- _DESCRIPTION OF THE TASK_
Arrange all the entries below as a Markdown table with the columns "Row" and "Text". Put one line per row with its number, and leave out blank lines.

(Entries from a collection)
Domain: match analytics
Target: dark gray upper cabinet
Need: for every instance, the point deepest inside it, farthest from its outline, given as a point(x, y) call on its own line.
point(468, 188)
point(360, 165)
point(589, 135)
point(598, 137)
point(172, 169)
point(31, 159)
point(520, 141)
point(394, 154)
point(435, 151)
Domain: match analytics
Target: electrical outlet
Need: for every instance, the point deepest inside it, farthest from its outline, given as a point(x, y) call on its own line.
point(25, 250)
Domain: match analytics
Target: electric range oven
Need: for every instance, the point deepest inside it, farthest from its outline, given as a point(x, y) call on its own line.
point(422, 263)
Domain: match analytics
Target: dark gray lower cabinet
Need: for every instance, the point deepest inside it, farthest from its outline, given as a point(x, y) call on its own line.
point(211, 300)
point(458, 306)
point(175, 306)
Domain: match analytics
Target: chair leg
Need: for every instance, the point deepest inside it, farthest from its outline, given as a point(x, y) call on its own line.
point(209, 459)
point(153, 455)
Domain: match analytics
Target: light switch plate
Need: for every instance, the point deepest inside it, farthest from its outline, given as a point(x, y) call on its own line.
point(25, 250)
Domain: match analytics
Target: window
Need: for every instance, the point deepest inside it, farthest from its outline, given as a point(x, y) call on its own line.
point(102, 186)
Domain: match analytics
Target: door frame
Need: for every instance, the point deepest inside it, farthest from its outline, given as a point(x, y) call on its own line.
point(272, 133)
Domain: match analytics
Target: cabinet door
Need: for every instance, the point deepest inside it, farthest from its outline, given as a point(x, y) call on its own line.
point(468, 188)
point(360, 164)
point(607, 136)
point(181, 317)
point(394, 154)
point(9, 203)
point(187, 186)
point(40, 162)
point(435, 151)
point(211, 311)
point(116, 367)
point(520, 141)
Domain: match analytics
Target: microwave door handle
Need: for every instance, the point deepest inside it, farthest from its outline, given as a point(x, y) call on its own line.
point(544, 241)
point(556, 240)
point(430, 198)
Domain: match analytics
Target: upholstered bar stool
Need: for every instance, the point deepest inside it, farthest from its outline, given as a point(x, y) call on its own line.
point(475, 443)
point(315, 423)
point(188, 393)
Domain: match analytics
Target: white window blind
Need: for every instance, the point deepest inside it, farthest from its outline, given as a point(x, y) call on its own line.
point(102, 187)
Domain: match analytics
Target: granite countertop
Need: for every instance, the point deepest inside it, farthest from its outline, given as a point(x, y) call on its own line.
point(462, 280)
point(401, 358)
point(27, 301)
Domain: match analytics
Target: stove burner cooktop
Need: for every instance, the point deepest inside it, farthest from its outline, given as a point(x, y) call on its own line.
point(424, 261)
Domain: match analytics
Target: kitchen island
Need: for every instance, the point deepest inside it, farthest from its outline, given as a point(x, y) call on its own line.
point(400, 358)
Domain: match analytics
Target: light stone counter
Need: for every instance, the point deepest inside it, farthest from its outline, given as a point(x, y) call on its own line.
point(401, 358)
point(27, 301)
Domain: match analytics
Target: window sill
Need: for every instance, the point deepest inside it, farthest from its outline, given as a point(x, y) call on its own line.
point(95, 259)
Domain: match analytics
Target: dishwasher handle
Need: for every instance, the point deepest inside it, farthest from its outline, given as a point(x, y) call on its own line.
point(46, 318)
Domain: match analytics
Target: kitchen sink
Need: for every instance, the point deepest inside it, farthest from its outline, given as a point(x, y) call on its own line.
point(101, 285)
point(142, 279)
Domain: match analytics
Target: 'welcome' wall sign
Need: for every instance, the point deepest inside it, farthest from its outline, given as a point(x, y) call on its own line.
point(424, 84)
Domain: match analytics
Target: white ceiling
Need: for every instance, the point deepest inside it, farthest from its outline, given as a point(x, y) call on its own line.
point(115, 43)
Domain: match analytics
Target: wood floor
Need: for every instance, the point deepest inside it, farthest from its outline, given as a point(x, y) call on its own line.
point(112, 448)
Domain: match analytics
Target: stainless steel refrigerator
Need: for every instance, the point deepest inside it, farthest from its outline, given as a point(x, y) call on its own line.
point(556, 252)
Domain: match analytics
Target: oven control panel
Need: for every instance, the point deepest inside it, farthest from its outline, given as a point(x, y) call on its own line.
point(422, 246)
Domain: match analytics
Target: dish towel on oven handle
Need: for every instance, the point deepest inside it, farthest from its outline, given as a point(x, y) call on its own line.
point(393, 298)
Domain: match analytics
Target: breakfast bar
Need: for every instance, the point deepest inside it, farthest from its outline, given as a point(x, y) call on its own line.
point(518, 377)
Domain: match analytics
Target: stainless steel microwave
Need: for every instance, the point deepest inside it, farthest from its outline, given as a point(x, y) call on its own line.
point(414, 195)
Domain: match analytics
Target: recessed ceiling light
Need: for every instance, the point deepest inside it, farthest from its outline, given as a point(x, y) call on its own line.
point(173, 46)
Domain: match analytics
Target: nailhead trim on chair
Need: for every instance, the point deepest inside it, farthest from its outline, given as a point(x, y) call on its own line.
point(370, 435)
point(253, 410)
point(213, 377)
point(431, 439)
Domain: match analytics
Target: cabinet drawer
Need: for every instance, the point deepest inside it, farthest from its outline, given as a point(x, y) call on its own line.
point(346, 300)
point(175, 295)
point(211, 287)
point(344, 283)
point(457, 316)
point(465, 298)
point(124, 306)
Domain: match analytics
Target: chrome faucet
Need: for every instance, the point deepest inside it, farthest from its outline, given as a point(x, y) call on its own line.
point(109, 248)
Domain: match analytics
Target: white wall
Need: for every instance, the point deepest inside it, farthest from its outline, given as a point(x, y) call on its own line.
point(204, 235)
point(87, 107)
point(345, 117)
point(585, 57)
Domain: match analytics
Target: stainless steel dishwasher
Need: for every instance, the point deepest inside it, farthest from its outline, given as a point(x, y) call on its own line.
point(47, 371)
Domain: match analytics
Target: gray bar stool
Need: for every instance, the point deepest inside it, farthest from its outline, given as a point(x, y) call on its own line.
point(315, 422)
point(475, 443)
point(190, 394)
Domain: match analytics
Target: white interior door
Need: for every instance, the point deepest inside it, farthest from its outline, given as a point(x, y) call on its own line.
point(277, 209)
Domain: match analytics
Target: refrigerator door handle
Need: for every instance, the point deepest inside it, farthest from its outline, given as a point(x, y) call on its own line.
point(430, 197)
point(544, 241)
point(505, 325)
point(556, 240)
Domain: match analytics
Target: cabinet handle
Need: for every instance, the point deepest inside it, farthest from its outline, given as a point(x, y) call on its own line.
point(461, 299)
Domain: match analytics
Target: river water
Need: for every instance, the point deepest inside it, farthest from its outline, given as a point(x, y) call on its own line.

- _THE ANSWER_
| Row | Text |
|---|---|
| 1 | Domain: match analytics |
| 2 | Target: dark gray upper cabinet |
| 3 | Need: for every instance, the point deepest inside it, farthest from its outline, given as a point(x, y) call on its own line. |
| 4 | point(468, 188) |
| 5 | point(360, 165) |
| 6 | point(589, 135) |
| 7 | point(598, 137) |
| 8 | point(172, 169) |
| 9 | point(31, 159) |
| 10 | point(520, 141) |
| 11 | point(394, 154) |
| 12 | point(435, 151) |
| 13 | Domain: match analytics |
| 14 | Target: electrical outlet |
| 15 | Need: for every instance, the point deepest inside it, farthest from its outline, given as a point(x, y) call on its own line. |
| 16 | point(25, 250) |
| 17 | Domain: match analytics |
| 18 | Target: electric range oven |
| 19 | Need: for every instance, the point deepest inside it, farthest from its outline, given as a point(x, y) call on its own line. |
| 20 | point(422, 263) |
| 21 | Domain: match analytics |
| 22 | Target: dark gray lower cabinet |
| 23 | Need: for every instance, the point deepest inside it, farthest from its outline, given as a point(x, y) call on its own line. |
| 24 | point(211, 300) |
| 25 | point(458, 306) |
| 26 | point(175, 306) |
| 27 | Domain: match analytics |
| 28 | Target: chair leg |
| 29 | Need: for every instance, the point deepest inside it, farthest from its outline, given as a point(x, y) call on its own line. |
| 30 | point(209, 459) |
| 31 | point(153, 455) |
| 32 | Domain: match analytics |
| 33 | Target: light switch plate |
| 34 | Need: for every instance, the point deepest inside it, farthest from its outline, given as a point(x, y) call on its own line. |
| 35 | point(25, 250) |
| 36 | Domain: match analytics |
| 37 | Target: window |
| 38 | Need: for every instance, the point deepest inside it, farthest from its outline, given as a point(x, y) call on its own line. |
| 39 | point(102, 186) |
| 40 | Domain: match analytics |
| 41 | Target: door frame |
| 42 | Need: for every instance, the point deepest inside it, farthest from its outline, given as a point(x, y) call on its own line. |
| 43 | point(272, 133) |
| 44 | Domain: match analytics |
| 45 | Target: cabinet door |
| 46 | Need: for every instance, the point deepest inside it, farthest from its outline, given as a point(x, y) call on its own line. |
| 47 | point(468, 188) |
| 48 | point(360, 164) |
| 49 | point(607, 136) |
| 50 | point(181, 317) |
| 51 | point(394, 154) |
| 52 | point(9, 203) |
| 53 | point(187, 186) |
| 54 | point(40, 162) |
| 55 | point(435, 151) |
| 56 | point(211, 311) |
| 57 | point(116, 367) |
| 58 | point(520, 141) |
| 59 | Domain: match analytics |
| 60 | Target: microwave door handle |
| 61 | Need: for every instance, the point deepest inside it, farthest from its outline, given as a point(x, y) call on its own line. |
| 62 | point(544, 241) |
| 63 | point(556, 240) |
| 64 | point(430, 198) |
| 65 | Domain: match analytics |
| 66 | Target: upholstered bar stool |
| 67 | Need: for every instance, the point deepest inside it, farthest from its outline, given as a point(x, y) call on its own line. |
| 68 | point(475, 443) |
| 69 | point(315, 423) |
| 70 | point(188, 393) |
| 71 | Domain: match analytics |
| 72 | Target: white window blind |
| 73 | Need: for every instance, the point deepest inside it, farthest from its outline, given as a point(x, y) call on its own line. |
| 74 | point(102, 187) |
| 75 | Domain: match analytics |
| 76 | Target: granite countertop |
| 77 | Need: for every instance, the point deepest inside it, farthest from its outline, given as a point(x, y) call on its own line. |
| 78 | point(462, 280) |
| 79 | point(401, 358) |
| 80 | point(27, 301) |
| 81 | Domain: match analytics |
| 82 | Target: stove burner cooktop |
| 83 | Need: for every instance, the point deepest inside it, farthest from its outline, given as a point(x, y) call on its own line. |
| 84 | point(424, 261) |
| 85 | Domain: match analytics |
| 86 | Target: kitchen island |
| 87 | Need: for every instance, the point deepest inside it, farthest from its outline, given as a point(x, y) call on its own line. |
| 88 | point(400, 358) |
| 89 | Domain: match analytics |
| 90 | Target: light stone counter |
| 91 | Need: for every instance, the point deepest inside it, farthest from its outline, given as a point(x, y) call on its own line. |
| 92 | point(401, 358) |
| 93 | point(27, 301) |
| 94 | Domain: match analytics |
| 95 | Target: window sill |
| 96 | Need: for every instance, the point deepest inside it, farthest from its outline, given as a point(x, y) call on its own line. |
| 97 | point(95, 259) |
| 98 | Domain: match analytics |
| 99 | Target: dishwasher handle |
| 100 | Need: for every instance, the point deepest inside it, farthest from its outline, given as a point(x, y) call on its own line. |
| 101 | point(46, 318) |
| 102 | Domain: match analytics |
| 103 | Target: kitchen sink |
| 104 | Need: for every instance, the point deepest inside it, farthest from its outline, given as a point(x, y) call on its own line. |
| 105 | point(101, 285) |
| 106 | point(142, 279) |
| 107 | Domain: match analytics |
| 108 | Target: 'welcome' wall sign |
| 109 | Need: for every instance, the point deepest inside it, farthest from its outline, given as a point(x, y) call on its own line. |
| 110 | point(424, 84) |
| 111 | Domain: match analytics |
| 112 | Target: white ceiling |
| 113 | Need: for every instance, the point deepest inside it, farthest from its outline, given as a point(x, y) call on its own line. |
| 114 | point(115, 43) |
| 115 | Domain: match analytics |
| 116 | Target: wood floor |
| 117 | Need: for every instance, the point deepest inside it, farthest from its outline, given as a point(x, y) call on its own line. |
| 118 | point(112, 448) |
| 119 | Domain: match analytics |
| 120 | Target: stainless steel refrigerator |
| 121 | Need: for every instance, the point deepest inside it, farthest from its outline, given as a point(x, y) call on its own line. |
| 122 | point(556, 252) |
| 123 | Domain: match analytics |
| 124 | Target: oven control panel |
| 125 | Need: for every instance, the point deepest inside it, farthest from its outline, given as a point(x, y) call on its own line. |
| 126 | point(422, 246) |
| 127 | Domain: match analytics |
| 128 | Target: dish towel on oven handle |
| 129 | Need: for every instance, the point deepest inside it, farthest from its outline, given as a point(x, y) call on its own line. |
| 130 | point(393, 298) |
| 131 | Domain: match analytics |
| 132 | Target: breakfast bar |
| 133 | Need: for every instance, the point deepest inside it, farthest from its outline, given as a point(x, y) call on its own line. |
| 134 | point(518, 377) |
| 135 | Domain: match analytics |
| 136 | Target: stainless steel microwave |
| 137 | Need: for every instance, the point deepest inside it, farthest from its outline, given as a point(x, y) call on its own line. |
| 138 | point(414, 195) |
| 139 | Domain: match analytics |
| 140 | Target: recessed ceiling light |
| 141 | Need: for every instance, the point deepest inside it, farthest from its outline, given as a point(x, y) call on its own line. |
| 142 | point(173, 46) |
| 143 | Domain: match analytics |
| 144 | Target: nailhead trim on chair |
| 145 | Need: for every instance, the point deepest inside it, farthest from its outline, given as a point(x, y) call on its own line. |
| 146 | point(370, 435) |
| 147 | point(253, 410) |
| 148 | point(213, 377) |
| 149 | point(431, 439) |
| 150 | Domain: match analytics |
| 151 | Target: cabinet drawer |
| 152 | Need: for every instance, the point deepest inside it, farthest from its outline, given as a point(x, y) call on its own line. |
| 153 | point(346, 300) |
| 154 | point(175, 295) |
| 155 | point(211, 287) |
| 156 | point(344, 283) |
| 157 | point(457, 316) |
| 158 | point(465, 298) |
| 159 | point(124, 306) |
| 160 | Domain: match analytics |
| 161 | Target: chrome faucet |
| 162 | Need: for every instance, the point deepest inside it, farthest from its outline, given as a point(x, y) call on its own line. |
| 163 | point(109, 248) |
| 164 | Domain: match analytics |
| 165 | Target: white wall |
| 166 | Need: for every instance, the point deepest inside it, farthest from its outline, given as a point(x, y) call on its own line. |
| 167 | point(204, 235) |
| 168 | point(87, 107) |
| 169 | point(345, 117) |
| 170 | point(585, 57) |
| 171 | Domain: match analytics |
| 172 | Target: stainless steel dishwasher |
| 173 | Need: for every instance, the point deepest inside it, farthest from its outline, given as a point(x, y) call on its own line. |
| 174 | point(47, 371) |
| 175 | Domain: match analytics |
| 176 | Target: gray bar stool |
| 177 | Need: for every instance, the point deepest inside it, farthest from its outline, given as a point(x, y) call on its own line. |
| 178 | point(315, 422) |
| 179 | point(475, 443) |
| 180 | point(190, 394) |
| 181 | Domain: match analytics |
| 182 | Target: white interior door |
| 183 | Need: for every instance, the point deepest inside it, farthest from its outline, given as a point(x, y) call on its own line. |
| 184 | point(277, 209) |
| 185 | Domain: match analytics |
| 186 | Target: refrigerator door handle |
| 187 | Need: for every instance, the point deepest inside it, farthest from its outline, given as a point(x, y) call on its own line. |
| 188 | point(430, 197) |
| 189 | point(544, 241) |
| 190 | point(505, 325) |
| 191 | point(556, 240) |
| 192 | Domain: match analytics |
| 193 | Target: cabinet handle |
| 194 | Need: for every instance, the point deepest inside it, farthest from its outline, given as a point(x, y) call on its own line. |
| 195 | point(461, 299) |
| 196 | Domain: match analytics |
| 197 | Target: river water |
| 198 | Need: for every instance, the point deepest inside it, farthest from its outline, given as a point(x, y) call on its own line. |